## PROVIDED RECORDS
-- Opening Marker --

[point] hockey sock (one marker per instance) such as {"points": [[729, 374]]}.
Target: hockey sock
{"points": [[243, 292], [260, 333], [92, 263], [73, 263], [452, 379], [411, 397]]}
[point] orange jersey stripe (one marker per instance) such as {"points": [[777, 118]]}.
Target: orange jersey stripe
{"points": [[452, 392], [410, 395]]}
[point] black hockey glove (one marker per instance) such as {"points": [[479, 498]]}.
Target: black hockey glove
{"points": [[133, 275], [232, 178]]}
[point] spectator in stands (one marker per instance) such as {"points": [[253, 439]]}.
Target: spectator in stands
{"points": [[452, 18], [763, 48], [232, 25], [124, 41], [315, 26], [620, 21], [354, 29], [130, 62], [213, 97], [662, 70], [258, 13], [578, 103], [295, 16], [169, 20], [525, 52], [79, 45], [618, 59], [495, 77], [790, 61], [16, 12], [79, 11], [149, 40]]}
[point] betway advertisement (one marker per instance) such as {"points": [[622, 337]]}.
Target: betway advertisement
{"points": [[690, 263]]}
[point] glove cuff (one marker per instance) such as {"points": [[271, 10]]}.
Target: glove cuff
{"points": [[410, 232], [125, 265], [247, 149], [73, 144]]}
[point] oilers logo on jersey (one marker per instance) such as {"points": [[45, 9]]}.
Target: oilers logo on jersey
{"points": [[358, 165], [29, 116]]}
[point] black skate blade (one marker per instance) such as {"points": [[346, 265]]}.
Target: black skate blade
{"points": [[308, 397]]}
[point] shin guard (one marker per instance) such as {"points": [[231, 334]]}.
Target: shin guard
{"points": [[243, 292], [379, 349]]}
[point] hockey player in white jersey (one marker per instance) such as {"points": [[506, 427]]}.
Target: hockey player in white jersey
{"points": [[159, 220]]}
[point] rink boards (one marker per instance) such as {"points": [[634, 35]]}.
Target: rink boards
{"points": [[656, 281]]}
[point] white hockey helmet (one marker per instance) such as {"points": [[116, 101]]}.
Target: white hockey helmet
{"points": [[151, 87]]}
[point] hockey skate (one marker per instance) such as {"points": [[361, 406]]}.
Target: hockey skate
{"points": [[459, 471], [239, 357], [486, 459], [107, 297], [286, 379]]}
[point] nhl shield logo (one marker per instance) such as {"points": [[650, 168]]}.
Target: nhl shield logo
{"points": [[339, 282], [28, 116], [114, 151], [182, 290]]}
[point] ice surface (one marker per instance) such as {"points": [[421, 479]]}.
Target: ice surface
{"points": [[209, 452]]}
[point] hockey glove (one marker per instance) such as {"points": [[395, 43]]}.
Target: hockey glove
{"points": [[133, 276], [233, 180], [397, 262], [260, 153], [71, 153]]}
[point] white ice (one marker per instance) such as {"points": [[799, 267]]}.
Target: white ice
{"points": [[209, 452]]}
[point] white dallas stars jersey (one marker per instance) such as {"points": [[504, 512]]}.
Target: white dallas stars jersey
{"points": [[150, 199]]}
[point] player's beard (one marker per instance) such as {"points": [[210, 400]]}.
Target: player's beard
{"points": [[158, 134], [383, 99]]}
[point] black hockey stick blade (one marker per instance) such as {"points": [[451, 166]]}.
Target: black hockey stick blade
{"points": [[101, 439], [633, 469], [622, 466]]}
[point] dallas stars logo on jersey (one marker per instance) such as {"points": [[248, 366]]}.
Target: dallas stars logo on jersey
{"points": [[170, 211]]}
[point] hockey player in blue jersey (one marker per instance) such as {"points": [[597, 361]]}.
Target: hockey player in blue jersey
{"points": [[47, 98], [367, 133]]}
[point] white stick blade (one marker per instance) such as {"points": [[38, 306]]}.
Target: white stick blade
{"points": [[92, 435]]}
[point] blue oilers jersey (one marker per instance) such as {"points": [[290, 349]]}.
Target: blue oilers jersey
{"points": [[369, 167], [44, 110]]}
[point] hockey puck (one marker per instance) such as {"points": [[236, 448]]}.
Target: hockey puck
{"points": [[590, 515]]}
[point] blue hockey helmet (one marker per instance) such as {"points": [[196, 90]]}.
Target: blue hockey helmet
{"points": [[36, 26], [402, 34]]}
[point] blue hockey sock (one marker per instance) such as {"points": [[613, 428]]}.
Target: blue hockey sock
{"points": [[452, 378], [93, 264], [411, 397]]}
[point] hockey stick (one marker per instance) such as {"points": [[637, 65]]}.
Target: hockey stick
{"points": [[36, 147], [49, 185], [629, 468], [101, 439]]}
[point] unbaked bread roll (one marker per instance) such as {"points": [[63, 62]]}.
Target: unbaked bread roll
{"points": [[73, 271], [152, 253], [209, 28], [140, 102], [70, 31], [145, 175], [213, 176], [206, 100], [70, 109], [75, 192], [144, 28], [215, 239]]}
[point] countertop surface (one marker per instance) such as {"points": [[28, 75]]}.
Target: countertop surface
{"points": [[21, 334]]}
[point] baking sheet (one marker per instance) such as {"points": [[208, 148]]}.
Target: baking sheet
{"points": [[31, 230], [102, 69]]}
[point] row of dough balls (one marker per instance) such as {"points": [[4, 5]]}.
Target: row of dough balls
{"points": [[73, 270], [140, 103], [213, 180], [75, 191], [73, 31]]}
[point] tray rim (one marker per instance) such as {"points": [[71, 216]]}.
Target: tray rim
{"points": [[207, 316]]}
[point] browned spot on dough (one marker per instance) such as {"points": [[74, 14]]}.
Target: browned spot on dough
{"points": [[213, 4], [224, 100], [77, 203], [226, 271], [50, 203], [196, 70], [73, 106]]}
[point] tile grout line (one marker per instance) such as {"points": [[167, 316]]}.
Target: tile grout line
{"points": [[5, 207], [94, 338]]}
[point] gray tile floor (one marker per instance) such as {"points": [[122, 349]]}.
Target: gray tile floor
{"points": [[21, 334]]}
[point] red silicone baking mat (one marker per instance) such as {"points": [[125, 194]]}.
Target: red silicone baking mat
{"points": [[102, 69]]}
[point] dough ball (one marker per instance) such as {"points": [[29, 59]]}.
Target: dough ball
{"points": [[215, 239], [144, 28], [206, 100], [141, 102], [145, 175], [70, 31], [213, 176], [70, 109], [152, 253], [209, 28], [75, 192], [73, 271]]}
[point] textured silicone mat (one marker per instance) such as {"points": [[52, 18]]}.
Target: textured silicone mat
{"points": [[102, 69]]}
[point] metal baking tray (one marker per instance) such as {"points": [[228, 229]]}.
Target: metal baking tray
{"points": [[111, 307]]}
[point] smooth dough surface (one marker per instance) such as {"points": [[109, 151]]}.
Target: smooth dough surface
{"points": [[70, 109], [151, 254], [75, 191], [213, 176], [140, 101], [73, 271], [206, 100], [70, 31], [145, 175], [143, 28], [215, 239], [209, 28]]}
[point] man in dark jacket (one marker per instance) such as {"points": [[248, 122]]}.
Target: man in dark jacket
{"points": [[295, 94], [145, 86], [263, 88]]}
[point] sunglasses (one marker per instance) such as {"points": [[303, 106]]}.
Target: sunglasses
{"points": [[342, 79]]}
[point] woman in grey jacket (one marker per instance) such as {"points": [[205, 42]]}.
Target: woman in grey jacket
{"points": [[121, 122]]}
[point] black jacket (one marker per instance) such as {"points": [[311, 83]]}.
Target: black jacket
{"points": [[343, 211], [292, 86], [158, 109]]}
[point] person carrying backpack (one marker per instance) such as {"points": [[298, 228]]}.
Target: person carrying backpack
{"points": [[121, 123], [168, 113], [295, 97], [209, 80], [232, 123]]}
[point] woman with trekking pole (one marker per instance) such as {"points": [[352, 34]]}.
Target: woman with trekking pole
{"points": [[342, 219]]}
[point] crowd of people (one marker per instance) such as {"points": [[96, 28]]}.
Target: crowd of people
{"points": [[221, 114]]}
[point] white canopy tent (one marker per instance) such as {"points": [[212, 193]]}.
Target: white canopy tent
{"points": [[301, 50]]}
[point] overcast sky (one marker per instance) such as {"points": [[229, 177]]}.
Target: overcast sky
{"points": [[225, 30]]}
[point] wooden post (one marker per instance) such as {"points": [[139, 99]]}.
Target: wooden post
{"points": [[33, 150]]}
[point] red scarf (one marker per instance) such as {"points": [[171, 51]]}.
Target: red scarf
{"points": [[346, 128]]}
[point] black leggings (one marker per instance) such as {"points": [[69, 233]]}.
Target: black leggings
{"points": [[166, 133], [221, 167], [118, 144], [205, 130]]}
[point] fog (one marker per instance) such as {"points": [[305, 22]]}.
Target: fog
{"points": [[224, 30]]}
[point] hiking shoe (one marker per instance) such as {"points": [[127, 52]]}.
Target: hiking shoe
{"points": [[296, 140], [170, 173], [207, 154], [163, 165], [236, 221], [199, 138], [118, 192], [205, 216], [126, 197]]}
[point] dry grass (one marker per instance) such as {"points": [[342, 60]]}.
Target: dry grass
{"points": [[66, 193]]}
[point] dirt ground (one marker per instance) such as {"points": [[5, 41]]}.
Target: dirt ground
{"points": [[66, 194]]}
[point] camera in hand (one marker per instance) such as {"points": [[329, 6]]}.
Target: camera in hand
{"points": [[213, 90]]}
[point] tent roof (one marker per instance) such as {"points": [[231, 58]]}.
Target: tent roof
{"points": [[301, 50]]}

-- Closing Marker --

## PROBLEM DESCRIPTION
Write out only the lines that run from the line containing "[point] hockey stick" through the line containing "[point] baking sheet", both included, exactly as they appear above.

## WRITTEN SOLUTION
[point] hockey stick (one marker per instance) such as {"points": [[637, 65]]}.
Target: hockey stick
{"points": [[36, 147], [49, 185], [629, 468], [101, 439]]}
[point] unbaked bread roll (one marker per instance) such as {"points": [[63, 62]]}.
Target: unbaked bread roll
{"points": [[73, 271], [152, 253], [209, 28], [140, 102], [70, 31], [145, 175], [213, 176], [206, 100], [70, 109], [75, 192], [144, 28], [215, 239]]}
[point] countertop surface (one marker per instance) such as {"points": [[28, 75]]}.
Target: countertop surface
{"points": [[21, 334]]}
[point] baking sheet (one marker per instance) such as {"points": [[208, 148]]}.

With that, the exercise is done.